* **About this exercise**:
Restate the records word for word, omitting nothing.
*** Material shown Section Begins ***
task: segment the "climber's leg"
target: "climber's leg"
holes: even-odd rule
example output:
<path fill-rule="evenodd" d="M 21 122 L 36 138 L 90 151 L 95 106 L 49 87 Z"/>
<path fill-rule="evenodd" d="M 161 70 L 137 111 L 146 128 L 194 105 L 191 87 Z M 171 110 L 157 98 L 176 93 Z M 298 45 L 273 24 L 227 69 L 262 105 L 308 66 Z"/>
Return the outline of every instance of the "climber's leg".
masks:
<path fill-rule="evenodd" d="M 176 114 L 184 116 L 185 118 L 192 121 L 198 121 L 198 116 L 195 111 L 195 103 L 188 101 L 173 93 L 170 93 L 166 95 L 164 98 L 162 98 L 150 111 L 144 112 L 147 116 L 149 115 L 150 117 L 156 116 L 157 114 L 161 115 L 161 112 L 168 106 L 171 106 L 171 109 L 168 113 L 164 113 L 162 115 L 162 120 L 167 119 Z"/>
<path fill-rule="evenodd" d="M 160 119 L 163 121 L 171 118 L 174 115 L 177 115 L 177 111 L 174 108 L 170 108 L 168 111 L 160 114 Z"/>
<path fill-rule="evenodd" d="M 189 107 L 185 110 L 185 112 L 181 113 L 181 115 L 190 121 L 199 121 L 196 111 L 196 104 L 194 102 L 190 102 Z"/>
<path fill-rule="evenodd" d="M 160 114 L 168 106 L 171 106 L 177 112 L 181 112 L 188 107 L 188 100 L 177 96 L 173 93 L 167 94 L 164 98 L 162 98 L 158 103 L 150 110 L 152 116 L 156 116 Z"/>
*** Material shown Section Ends ***
* **Written reply**:
task: segment the "climber's leg"
target: "climber's leg"
holes: even-odd rule
example output:
<path fill-rule="evenodd" d="M 21 122 L 36 138 L 90 151 L 95 106 L 49 87 Z"/>
<path fill-rule="evenodd" d="M 161 70 L 137 111 L 146 128 L 194 105 L 191 87 Z M 171 110 L 157 98 L 176 93 Z M 298 45 L 273 24 L 227 69 L 262 105 L 308 66 Z"/>
Return the outline of every instance of the "climber's leg".
masks:
<path fill-rule="evenodd" d="M 176 114 L 184 116 L 185 118 L 192 121 L 198 121 L 198 116 L 195 111 L 195 103 L 188 101 L 173 93 L 170 93 L 166 95 L 164 98 L 162 98 L 150 111 L 144 112 L 147 116 L 149 115 L 150 117 L 156 116 L 157 114 L 161 115 L 161 112 L 168 106 L 171 106 L 171 109 L 168 113 L 164 113 L 162 115 L 162 120 L 167 119 Z"/>
<path fill-rule="evenodd" d="M 160 119 L 163 121 L 171 118 L 174 115 L 177 115 L 177 111 L 174 108 L 170 108 L 168 111 L 160 114 Z"/>
<path fill-rule="evenodd" d="M 189 107 L 185 110 L 185 112 L 181 113 L 181 115 L 190 121 L 199 121 L 196 111 L 196 104 L 194 102 L 190 102 Z"/>
<path fill-rule="evenodd" d="M 160 114 L 168 106 L 171 106 L 177 112 L 181 112 L 188 107 L 188 100 L 177 96 L 173 93 L 167 94 L 164 98 L 162 98 L 158 103 L 150 110 L 152 116 L 156 116 Z"/>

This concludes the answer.